The task: Write every line of the material below as a JSON list of strings, one string per line, leaving out blank lines.

Supplied data:
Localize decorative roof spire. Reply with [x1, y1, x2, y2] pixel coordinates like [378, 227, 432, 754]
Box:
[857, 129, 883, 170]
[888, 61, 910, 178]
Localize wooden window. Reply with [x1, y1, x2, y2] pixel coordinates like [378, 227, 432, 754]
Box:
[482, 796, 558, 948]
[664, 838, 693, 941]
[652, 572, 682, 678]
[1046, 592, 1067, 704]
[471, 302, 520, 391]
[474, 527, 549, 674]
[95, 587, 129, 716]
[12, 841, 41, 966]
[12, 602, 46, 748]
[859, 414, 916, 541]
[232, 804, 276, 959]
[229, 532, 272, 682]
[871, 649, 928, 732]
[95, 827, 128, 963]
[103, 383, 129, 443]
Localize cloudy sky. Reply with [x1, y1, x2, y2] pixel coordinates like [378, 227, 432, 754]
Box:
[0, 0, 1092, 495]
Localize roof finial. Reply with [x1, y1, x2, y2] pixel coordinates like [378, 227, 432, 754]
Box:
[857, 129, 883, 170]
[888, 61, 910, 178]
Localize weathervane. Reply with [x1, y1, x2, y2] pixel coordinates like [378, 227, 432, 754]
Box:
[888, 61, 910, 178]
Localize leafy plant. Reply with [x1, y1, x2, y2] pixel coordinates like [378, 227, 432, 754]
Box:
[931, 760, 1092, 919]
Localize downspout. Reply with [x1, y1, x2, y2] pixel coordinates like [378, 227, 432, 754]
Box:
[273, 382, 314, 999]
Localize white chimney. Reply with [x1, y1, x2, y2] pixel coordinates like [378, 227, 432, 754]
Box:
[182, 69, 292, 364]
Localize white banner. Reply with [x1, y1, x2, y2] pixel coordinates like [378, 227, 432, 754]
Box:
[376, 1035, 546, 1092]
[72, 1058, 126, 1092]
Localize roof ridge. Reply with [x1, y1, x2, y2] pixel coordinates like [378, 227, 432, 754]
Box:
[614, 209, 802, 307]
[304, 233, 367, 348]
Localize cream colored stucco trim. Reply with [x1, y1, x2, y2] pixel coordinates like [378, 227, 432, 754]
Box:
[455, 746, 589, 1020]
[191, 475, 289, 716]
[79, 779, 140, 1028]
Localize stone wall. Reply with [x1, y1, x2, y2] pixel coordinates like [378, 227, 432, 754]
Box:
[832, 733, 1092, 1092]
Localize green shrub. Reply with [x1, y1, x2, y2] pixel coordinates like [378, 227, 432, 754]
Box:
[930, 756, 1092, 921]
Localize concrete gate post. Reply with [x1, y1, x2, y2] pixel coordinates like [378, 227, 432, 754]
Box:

Output:
[
  "Localize decorative roof spire. Reply with [x1, y1, x2, y2] pixel coordinates like [378, 227, 432, 754]",
  "Box:",
  "[857, 129, 883, 170]",
  "[888, 61, 910, 178]",
  "Localize wooden window. Reply with [x1, y1, x2, y2] pixel coordinates like [378, 227, 432, 754]",
  "Box:",
  "[482, 796, 558, 948]",
  "[664, 838, 693, 941]",
  "[652, 572, 682, 678]",
  "[1046, 592, 1067, 704]",
  "[471, 302, 520, 391]",
  "[474, 527, 549, 674]",
  "[95, 587, 129, 716]",
  "[12, 841, 41, 966]",
  "[12, 602, 46, 748]",
  "[859, 414, 916, 541]",
  "[232, 804, 276, 959]",
  "[229, 532, 272, 682]",
  "[871, 649, 928, 732]",
  "[95, 827, 128, 963]",
  "[103, 383, 129, 443]",
  "Localize cloudy sky. Reply with [x1, y1, x2, y2] pixel coordinates like [378, 227, 432, 754]",
  "Box:",
  "[0, 0, 1092, 495]",
  "Localize roof finial. Reply with [x1, y1, x2, y2] pixel coordinates like [378, 227, 432, 754]",
  "Box:",
  "[857, 129, 883, 170]",
  "[888, 61, 910, 178]",
  "Localize weathervane. Reply with [x1, y1, x2, y2] pixel coordinates like [378, 227, 432, 754]",
  "Box:",
  "[888, 61, 910, 178]",
  "Localize leafy plant. Reply with [x1, y1, x2, y2] pixel coordinates like [378, 227, 432, 754]",
  "Box:",
  "[931, 760, 1092, 919]",
  "Localize downspout. Reply with [x1, y1, x2, y2] pixel coordinates like [378, 227, 432, 754]",
  "Box:",
  "[273, 382, 314, 999]",
  "Localize white chimney. Reply with [x1, y1, x2, y2] pixel coordinates like [378, 227, 432, 754]",
  "Box:",
  "[182, 69, 292, 364]",
  "Localize white banner. Reply with [x1, y1, x2, y2] pixel coordinates like [378, 227, 432, 754]",
  "Box:",
  "[376, 1035, 546, 1092]",
  "[72, 1058, 126, 1092]",
  "Localize roof ridge. Reply with [x1, y1, x2, y2] pixel coordinates like [378, 227, 432, 754]",
  "Box:",
  "[614, 209, 802, 307]",
  "[304, 233, 367, 348]",
  "Localize cream colored stucco trim. Reply with [x1, y1, x2, y2] pixel coordinates like [378, 227, 432, 754]",
  "Box:",
  "[455, 746, 589, 1020]",
  "[191, 475, 289, 716]",
  "[79, 779, 140, 1028]",
  "Localize stone wall. Reply with [x1, y1, x2, y2] pixel coordinates like [378, 227, 432, 754]",
  "Box:",
  "[832, 733, 1092, 1092]",
  "Localize green shrub. Reply with [x1, y1, x2, y2] pixel coordinates like [378, 227, 432, 754]",
  "Box:",
  "[930, 756, 1092, 921]",
  "Localize concrete gate post. Reply with [x1, y1, x2, y2] pixel coordinates like [378, 227, 432, 754]",
  "Box:"
]